*Provided data*
[start]

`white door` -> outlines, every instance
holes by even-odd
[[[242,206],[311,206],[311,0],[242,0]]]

[end]
[start]

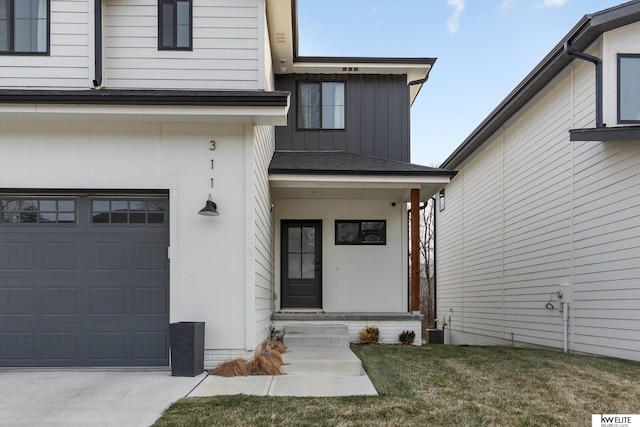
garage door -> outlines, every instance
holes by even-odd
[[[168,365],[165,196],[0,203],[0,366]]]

[end]

*What you have to do*
Rewrite everything from the line containing "garage door -> outlines, every instance" down to the line containing "[[[168,365],[165,196],[0,203],[0,366]]]", changing "even-odd" to "nonzero" and leaving the rest as it stands.

*Complete response*
garage door -> outlines, every instance
holes by nonzero
[[[168,365],[165,196],[0,203],[0,366]]]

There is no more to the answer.